### Task requirements
In full and without edits, write out the data that follows.
========
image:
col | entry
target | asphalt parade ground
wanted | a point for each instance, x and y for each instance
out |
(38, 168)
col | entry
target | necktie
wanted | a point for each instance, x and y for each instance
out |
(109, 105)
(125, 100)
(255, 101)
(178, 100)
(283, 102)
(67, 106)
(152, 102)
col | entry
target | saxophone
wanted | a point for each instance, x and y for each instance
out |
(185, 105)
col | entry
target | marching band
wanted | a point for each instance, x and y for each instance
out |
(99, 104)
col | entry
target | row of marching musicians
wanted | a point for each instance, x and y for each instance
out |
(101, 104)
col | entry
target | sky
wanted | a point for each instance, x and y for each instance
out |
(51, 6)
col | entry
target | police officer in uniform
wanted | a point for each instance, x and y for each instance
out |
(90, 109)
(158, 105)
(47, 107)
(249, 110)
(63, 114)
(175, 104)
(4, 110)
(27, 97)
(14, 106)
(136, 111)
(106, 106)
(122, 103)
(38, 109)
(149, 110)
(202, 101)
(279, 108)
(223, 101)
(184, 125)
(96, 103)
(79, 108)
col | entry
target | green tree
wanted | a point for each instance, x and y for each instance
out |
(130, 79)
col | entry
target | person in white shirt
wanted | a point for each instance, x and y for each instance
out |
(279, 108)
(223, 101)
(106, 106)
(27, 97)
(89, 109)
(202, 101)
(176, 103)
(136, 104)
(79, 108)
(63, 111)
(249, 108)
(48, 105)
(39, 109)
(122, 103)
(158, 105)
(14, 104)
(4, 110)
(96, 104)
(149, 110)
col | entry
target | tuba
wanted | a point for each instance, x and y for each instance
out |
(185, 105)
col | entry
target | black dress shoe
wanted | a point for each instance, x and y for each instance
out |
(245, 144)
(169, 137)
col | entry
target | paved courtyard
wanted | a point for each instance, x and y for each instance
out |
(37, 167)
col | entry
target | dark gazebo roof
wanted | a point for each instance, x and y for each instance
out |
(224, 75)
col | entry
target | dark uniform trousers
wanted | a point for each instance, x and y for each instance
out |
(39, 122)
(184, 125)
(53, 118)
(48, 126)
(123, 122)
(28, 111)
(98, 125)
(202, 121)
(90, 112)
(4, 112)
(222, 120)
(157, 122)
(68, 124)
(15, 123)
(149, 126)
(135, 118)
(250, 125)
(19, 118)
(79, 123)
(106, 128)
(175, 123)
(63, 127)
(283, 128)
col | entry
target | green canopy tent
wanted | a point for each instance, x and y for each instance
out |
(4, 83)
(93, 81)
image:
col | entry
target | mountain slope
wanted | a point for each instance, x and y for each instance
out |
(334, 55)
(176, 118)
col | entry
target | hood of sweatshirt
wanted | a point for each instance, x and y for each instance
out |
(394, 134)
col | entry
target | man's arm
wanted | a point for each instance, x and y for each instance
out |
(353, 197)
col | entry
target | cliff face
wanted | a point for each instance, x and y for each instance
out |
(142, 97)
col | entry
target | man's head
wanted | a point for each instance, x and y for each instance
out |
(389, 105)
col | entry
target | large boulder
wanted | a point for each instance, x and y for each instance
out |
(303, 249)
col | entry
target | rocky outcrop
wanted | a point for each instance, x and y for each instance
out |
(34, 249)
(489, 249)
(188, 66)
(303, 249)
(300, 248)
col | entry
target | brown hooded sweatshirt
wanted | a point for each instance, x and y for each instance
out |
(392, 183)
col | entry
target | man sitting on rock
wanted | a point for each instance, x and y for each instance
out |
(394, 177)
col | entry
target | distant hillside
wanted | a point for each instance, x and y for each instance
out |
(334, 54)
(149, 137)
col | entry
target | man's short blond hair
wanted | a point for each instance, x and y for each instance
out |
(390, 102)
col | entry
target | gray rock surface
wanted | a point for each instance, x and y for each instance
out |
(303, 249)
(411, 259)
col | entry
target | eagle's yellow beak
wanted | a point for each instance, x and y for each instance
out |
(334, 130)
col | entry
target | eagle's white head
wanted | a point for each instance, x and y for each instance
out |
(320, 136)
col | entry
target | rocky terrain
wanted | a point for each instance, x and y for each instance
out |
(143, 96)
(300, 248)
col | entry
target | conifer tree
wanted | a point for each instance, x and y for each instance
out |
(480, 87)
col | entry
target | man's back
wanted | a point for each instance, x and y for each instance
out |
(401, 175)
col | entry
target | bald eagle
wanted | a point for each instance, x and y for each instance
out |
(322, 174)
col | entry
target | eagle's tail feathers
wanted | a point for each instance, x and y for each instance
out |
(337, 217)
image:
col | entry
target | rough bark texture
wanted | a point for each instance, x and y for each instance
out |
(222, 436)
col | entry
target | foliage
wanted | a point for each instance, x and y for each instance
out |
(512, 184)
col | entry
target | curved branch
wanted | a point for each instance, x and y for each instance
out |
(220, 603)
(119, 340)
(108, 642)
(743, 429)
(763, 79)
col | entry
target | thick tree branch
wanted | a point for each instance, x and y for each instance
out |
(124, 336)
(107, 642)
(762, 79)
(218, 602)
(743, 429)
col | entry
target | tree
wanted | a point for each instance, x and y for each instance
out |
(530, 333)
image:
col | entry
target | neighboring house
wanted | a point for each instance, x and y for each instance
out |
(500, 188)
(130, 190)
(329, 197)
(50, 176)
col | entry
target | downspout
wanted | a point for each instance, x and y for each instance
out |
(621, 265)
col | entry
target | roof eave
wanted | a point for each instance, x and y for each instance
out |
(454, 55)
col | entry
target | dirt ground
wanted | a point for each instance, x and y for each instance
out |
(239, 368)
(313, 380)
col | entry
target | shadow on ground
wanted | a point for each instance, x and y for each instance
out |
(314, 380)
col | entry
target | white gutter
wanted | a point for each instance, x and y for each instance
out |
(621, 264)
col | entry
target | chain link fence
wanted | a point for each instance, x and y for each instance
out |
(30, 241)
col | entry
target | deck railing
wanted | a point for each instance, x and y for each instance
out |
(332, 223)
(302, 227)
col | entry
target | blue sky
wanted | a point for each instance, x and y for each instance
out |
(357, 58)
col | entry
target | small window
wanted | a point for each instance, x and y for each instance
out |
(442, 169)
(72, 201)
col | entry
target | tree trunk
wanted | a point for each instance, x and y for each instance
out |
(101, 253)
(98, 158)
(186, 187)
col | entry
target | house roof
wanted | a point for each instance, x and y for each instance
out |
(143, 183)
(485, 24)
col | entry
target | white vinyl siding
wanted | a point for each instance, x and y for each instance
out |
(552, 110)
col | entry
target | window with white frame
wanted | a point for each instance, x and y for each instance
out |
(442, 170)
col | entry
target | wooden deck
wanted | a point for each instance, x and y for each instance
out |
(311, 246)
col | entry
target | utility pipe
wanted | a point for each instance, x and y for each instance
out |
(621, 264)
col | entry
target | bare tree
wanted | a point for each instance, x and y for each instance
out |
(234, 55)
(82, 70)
========
### Response
image:
col | entry
target | asphalt parade ground
wanted | a point for each instance, x and y for each instance
out |
(38, 168)
col | entry
target | necktie
wanted | a point for each instance, x and y for each instance
out |
(109, 105)
(125, 100)
(255, 101)
(178, 100)
(283, 102)
(67, 106)
(152, 102)
col | entry
target | saxophone
wanted | a point for each instance, x and y for each instance
out |
(185, 105)
col | entry
target | marching band
wanted | a point for each instance, x and y for each instance
out |
(99, 104)
col | entry
target | row of marching musicians
wanted | a point for each instance, x and y for each instance
out |
(101, 104)
col | entry
target | sky
wanted | a point for each instance, x and y for each instance
out |
(51, 6)
col | entry
target | police officer in uniform
wanted | a point for each instance, x and y for each instance
out |
(90, 109)
(158, 105)
(47, 107)
(249, 110)
(63, 114)
(175, 104)
(4, 110)
(27, 97)
(14, 106)
(136, 111)
(106, 106)
(122, 103)
(38, 109)
(149, 110)
(202, 101)
(279, 108)
(223, 101)
(184, 125)
(96, 103)
(79, 108)
col | entry
target | green tree
wanted | a point for each instance, x and y for each instance
out |
(130, 79)
col | entry
target | person in white shirt
wanted | a point for each instance, x and y for each instance
out |
(279, 108)
(223, 101)
(106, 106)
(27, 97)
(89, 109)
(202, 101)
(176, 103)
(136, 104)
(79, 108)
(63, 111)
(249, 108)
(48, 105)
(39, 109)
(122, 103)
(158, 105)
(14, 104)
(4, 110)
(96, 104)
(149, 110)
col | entry
target | tuba
wanted | a point for each instance, x and y for each instance
out |
(185, 105)
col | entry
target | black dress shoe
wanted | a point for each instance, x and y for each instance
out |
(245, 144)
(169, 137)
col | entry
target | paved courtyard
wanted | a point for each instance, x and y for each instance
out |
(37, 167)
col | entry
target | dark gazebo roof
wanted | a point for each instance, x and y for each instance
out |
(224, 75)
col | entry
target | dark uniform trousers
wanted | a point for each instance, x and y for each instance
out |
(39, 122)
(184, 125)
(53, 118)
(48, 126)
(123, 122)
(28, 111)
(98, 125)
(202, 121)
(90, 112)
(4, 112)
(222, 120)
(157, 122)
(68, 124)
(15, 123)
(149, 126)
(135, 118)
(250, 125)
(19, 118)
(79, 123)
(106, 128)
(175, 123)
(63, 127)
(283, 128)
col | entry
target | green canopy tent
wanted | a point for each instance, x and y for each instance
out |
(4, 83)
(93, 81)
image:
col | entry
target | mountain slope
wanted | a point for each instance, x and y for each instance
out |
(334, 55)
(176, 118)
col | entry
target | hood of sweatshirt
wanted | a point for each instance, x and y for each instance
out |
(394, 134)
col | entry
target | man's arm
wanted | a point for each instance, x and y for each instance
out |
(353, 197)
col | entry
target | cliff face
wanted | a point for each instance, x and y for each instance
out |
(142, 97)
col | entry
target | man's head
wanted | a point for each instance, x and y for each instance
out |
(389, 105)
col | entry
target | large boulder
wanted | a point for each instance, x and y for each instance
out |
(303, 249)
col | entry
target | rocky outcrop
wanted | a point for each instance, x and y for each instance
out |
(34, 249)
(489, 249)
(188, 66)
(303, 249)
(300, 248)
col | entry
target | brown hooded sweatshirt
wanted | a point for each instance, x and y for each instance
out |
(392, 183)
col | entry
target | man sitting on rock
wanted | a point for each instance, x and y for each instance
out |
(394, 177)
col | entry
target | distant hillside
wanted | a point for each instance, x and y for each instance
out |
(334, 54)
(149, 137)
col | entry
target | man's short blond hair
wanted | a point for each instance, x and y for each instance
out |
(390, 102)
col | entry
target | gray rock surface
wanted | a point for each instance, x and y for each instance
out |
(303, 249)
(411, 259)
col | entry
target | eagle's yellow beak
wanted | a point for each instance, x and y for each instance
out |
(334, 130)
col | entry
target | eagle's white head
wanted | a point for each instance, x and y for each instance
out |
(320, 136)
col | entry
target | rocky terrain
wanted | a point for each instance, x and y for each instance
out |
(143, 96)
(300, 248)
col | entry
target | conifer tree
wanted | a point for each instance, x and y for each instance
out |
(480, 87)
col | entry
target | man's back
wanted | a point for each instance, x and y for each instance
out |
(401, 175)
col | entry
target | bald eagle
wanted | a point for each instance, x and y for each instance
out |
(322, 174)
col | entry
target | eagle's tail feathers
wanted | a point for each instance, x and y for each instance
out |
(337, 217)
image:
col | entry
target | rough bark texture
wanted | a point for each instance, x and y for each instance
out |
(222, 436)
col | entry
target | foliage
wanted | a point for each instance, x and y for each instance
out |
(512, 184)
col | entry
target | curved branch
wanted | a point for each instance, x and y for each instance
out |
(220, 603)
(119, 340)
(108, 642)
(743, 429)
(763, 79)
col | entry
target | thick tree branch
wanted | a point for each instance, x and y for each instance
out |
(124, 336)
(107, 642)
(762, 79)
(218, 602)
(743, 429)
col | entry
target | tree
wanted | a point for each instance, x and y for each instance
out |
(530, 333)
image:
col | entry
target | neighboring house
wanted | a point for each instance, x and y for each instance
out |
(500, 188)
(130, 190)
(329, 197)
(50, 176)
col | entry
target | downspout
wanted | a point for each instance, x and y for each instance
out |
(621, 265)
col | entry
target | roof eave
wanted | a point for each instance, x and y for each instance
out |
(454, 55)
col | entry
target | dirt ground
wanted | a point for each instance, x and y for each instance
out |
(239, 368)
(313, 380)
col | entry
target | shadow on ground
wanted | a point for each instance, x and y for each instance
out |
(314, 380)
col | entry
target | white gutter
wanted | a point for each instance, x and y for each instance
out |
(621, 264)
col | entry
target | chain link fence
wanted | a point for each instance, x and y for each instance
out |
(30, 241)
col | entry
target | deck railing
wanted | a point for each instance, x and y for each instance
out |
(332, 223)
(302, 227)
col | entry
target | blue sky
wanted | a point for each instance, x and y for each instance
out |
(357, 58)
col | entry
target | small window
wanted | a point for each instance, x and y for each instance
out |
(442, 169)
(72, 201)
col | entry
target | tree trunk
wanted | a point for each instance, x and y for each instance
out |
(101, 253)
(98, 158)
(186, 187)
col | entry
target | house roof
wanted | a point for each instance, x and y for each instance
out |
(143, 183)
(485, 24)
col | entry
target | white vinyl siding
wanted | a point for each instance, x and y for each instance
out |
(552, 110)
col | entry
target | window with white frame
wanted | a point for each instance, x and y for each instance
out |
(442, 170)
col | entry
target | wooden deck
wanted | a point for each instance, x and y for each instance
out |
(311, 246)
col | entry
target | utility pipe
wanted | a point for each instance, x and y for each instance
out |
(621, 264)
col | entry
target | bare tree
wanted | a point for each instance, x and y for each instance
out |
(234, 55)
(82, 70)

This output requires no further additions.